__What you are asked to do__
Copy every line of the items that follow, unchanged and in the same order.

* START *

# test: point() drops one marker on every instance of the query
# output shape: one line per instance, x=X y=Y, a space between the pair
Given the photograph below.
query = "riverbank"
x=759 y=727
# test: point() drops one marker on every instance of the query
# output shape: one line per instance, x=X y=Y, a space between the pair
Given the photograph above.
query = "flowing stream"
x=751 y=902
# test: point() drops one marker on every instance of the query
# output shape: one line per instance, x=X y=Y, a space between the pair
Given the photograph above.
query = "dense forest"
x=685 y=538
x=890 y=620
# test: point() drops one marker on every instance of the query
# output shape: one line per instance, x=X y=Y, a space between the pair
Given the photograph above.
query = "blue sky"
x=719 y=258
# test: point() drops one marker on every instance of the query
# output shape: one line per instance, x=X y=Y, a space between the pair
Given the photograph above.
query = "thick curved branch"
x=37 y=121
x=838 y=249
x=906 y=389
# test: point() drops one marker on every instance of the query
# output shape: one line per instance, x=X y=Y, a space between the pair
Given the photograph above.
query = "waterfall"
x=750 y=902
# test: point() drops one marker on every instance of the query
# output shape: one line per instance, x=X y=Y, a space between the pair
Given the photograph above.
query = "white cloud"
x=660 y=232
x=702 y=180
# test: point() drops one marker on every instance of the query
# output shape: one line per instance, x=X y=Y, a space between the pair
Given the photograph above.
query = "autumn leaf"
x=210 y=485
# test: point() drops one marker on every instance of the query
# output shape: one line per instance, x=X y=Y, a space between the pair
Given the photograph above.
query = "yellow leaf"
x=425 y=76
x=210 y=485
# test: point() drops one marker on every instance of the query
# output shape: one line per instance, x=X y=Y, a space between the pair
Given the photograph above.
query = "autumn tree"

* END *

__Solution__
# test: point() drops one marker on every instance of the query
# output shape: one line per instance, x=X y=Y, a space between the pair
Given the photograph below.
query = "riverbank"
x=759 y=727
# test: point() drops one marker on every instance of the query
# output shape: one line per instance, x=X y=Y, a space between the pair
Given the photograph above.
query = "flowing stream"
x=751 y=902
# test: point() drops one marker on every instance of the query
# output shape: one line per instance, x=X y=Y, a space between the pair
Given the photograph above.
query = "dense forest"
x=685 y=538
x=890 y=620
# test: point() drops one marker on every instance of the query
# output shape: one line per instance, x=X y=Y, a space between the pair
Given the photograph above.
query = "blue sky"
x=719 y=258
# test: point() drops one marker on every instance of the query
# output shape: one line per instance, x=X y=Y, a space between the pair
Given the photograph above.
query = "thick curved branch"
x=37 y=121
x=838 y=249
x=906 y=389
# test: point() drops one marker on every instance of the query
# output shape: one line per instance, x=X y=Y, a space between the pair
Given the photograph above.
query = "waterfall"
x=750 y=902
# test: point() drops one marker on every instance of the query
# output shape: one line per instance, x=X y=Y, a space between the pair
Given the photograph above.
query = "white cloud"
x=660 y=232
x=702 y=180
# test: point() drops one marker on every instance of the query
# output shape: one line per instance, x=X y=Y, a space between the pair
Given the photograph above.
query = "autumn leaf"
x=210 y=485
# test: point() drops one marker on every instance of the query
# output shape: one line per instance, x=X y=Y, a space between the pair
Given the photograph above.
query = "yellow leaf"
x=425 y=76
x=210 y=485
# test: point() drops one marker on every instance of the query
# output shape: one line per instance, x=X y=Y, a space between the pair
Given the photograph above.
query = "autumn tree"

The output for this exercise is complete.